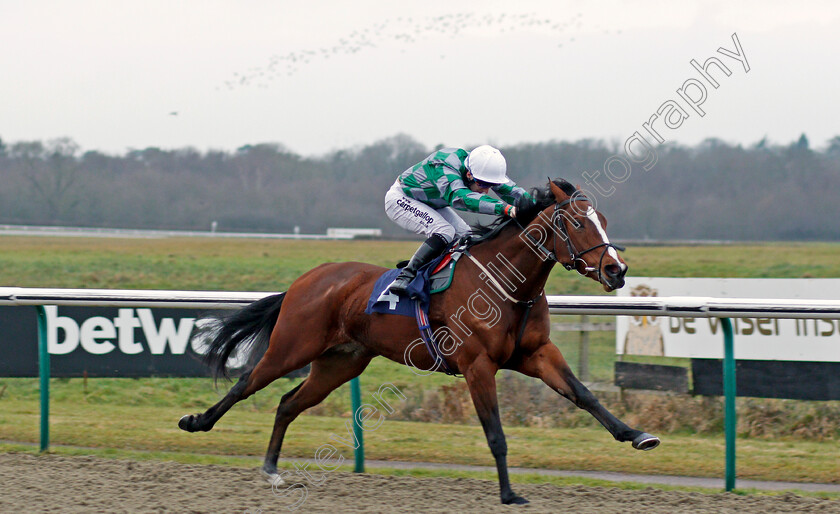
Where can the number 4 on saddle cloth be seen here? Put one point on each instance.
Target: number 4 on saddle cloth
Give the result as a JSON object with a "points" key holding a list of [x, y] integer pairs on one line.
{"points": [[432, 278]]}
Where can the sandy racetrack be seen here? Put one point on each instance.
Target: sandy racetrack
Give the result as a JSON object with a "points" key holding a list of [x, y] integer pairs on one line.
{"points": [[90, 484]]}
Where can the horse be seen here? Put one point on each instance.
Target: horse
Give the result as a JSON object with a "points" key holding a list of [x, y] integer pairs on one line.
{"points": [[320, 320]]}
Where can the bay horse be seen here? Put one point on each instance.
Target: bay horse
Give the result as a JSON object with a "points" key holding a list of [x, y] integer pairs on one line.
{"points": [[320, 320]]}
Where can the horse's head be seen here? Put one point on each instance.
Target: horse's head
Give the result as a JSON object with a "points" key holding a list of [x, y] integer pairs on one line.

## Task description
Format every line of the records above as a numbered list, omitting blank lines and leaving out the pictures.

## Problem solution
1. Where can the number 4 on saddle cloth be seen here? Put one point on each instance.
2. Target: number 4 on saddle cloth
3. Give the result as a JSON object with a "points" key holding a list of [x, y] integer pairs on one line.
4. {"points": [[432, 278]]}
5. Where can the sandy racetrack be seen here? Put one point on each instance.
6. Target: sandy racetrack
7. Give the result as a JSON object with a "points" key holding a list of [x, y] integer pairs on one line.
8. {"points": [[90, 484]]}
9. Where can the horse be seen here? Put one point on each instance.
10. Target: horse
11. Give the result as a JSON object with a "points" key holding a list of [x, y] integer pairs on one line.
12. {"points": [[320, 320]]}
13. Where can the bay horse be seen here? Put one point on each instance.
14. Target: bay horse
15. Give the result as a JSON object with a "points" key holding a list of [x, y] integer pairs on one line.
16. {"points": [[320, 320]]}
17. Where can the horse's head be seen here? Put one point on each instance.
18. Target: horse's head
19. Give the result as a JSON object with a "points" key holding a list of [x, y] integer pairs on one line.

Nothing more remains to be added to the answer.